Aim 1: In the Pe-2 text, when did the PB-100 prototype make its maiden flight?
Aim 2: Translate this sentence from the Pe-2 text into Spanish: "The Pe-2 was of basically all-metal construction, and its core was a fuselage of nearly circular cross section."
Aim 3: Reproduce word for word the passage of the Pe-2 text from "The Pe-2 used" to "facilitating mass production.".
━━ Excerpt provided
The PB-100 prototype was produced as a conversion of the second VI-100 prototype, and made its maiden flight in June 1940. Later in the same month the decision was taken for the PB-100 to be placed in immediate production with a number of minor changes as the Petlyakov Pe-2, and in the following month Petlyakov and the other members of his design team were released from detention.
The Pe-2 used basically the same airframe as the PB-100 but had revised accommodation, M-105R Vee engines without turbochargers and installed in different nacelles, a hydraulic actuation system for the main landing gear units, enlarged vertical tail surfaces, and improvements to the protection for the crew and fuel tanks. The opportunity was also taken to revise the airframe structure as a means of facilitating mass production.
The Pe-2 was of basically all-metal construction, and its core was a fuselage of nearly circular cross section. This carried the flying surfaces, which comprised a dihedraled tailplane with endplate vertical surfaces, and a low-set wing that was based on a flat center section that was tapered in thickness and slightly in chord (the leading edges were straight and the tailing edges marginally tapered), and carried dihedraled outer panels that were tapered in thickness and chord. The moving surfaces on the wing comprised the standard trailing-edge combination of outboard ailerons and inboard flaps (the latter of the Shrenk type) and underwing dive brakes of the Venetian blind type. These last were controlled by the AP-1 automatic dive-control system that was later removed to allow direct control of these surfaces by the pilot. This automatic dive-control system is likely derived from purchased Junkers Ju 88A dive bombers. The airframe was completed by the tailwheel landing gear, which was fully retractable with main units that folded rearward into the underside of the nacelles for the two wing-mounted engines.
━━━━
━━ Dataset excerpt
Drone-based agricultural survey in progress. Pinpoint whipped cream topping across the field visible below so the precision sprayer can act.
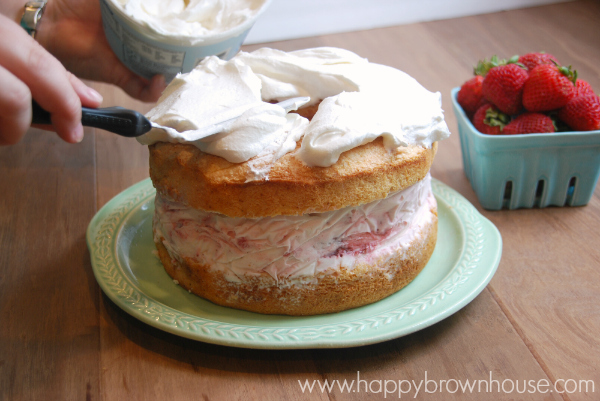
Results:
━━━━
Worked solution 1: June 1940

Worked solution 2: El Pe-2 era básicamente de construcción totalmente metálica, y su núcleo era un fuselaje de sección transversal casi circular.

Worked solution 3:
The Pe-2 used basically the same airframe as the PB-100 but had revised accommodation, M-105R Vee engines without turbochargers and installed in different nacelles, a hydraulic actuation system for the main landing gear units, enlarged vertical tail surfaces, and improvements to the protection for the crew and fuel tanks. The opportunity was also taken to revise the airframe structure as a means of facilitating mass production.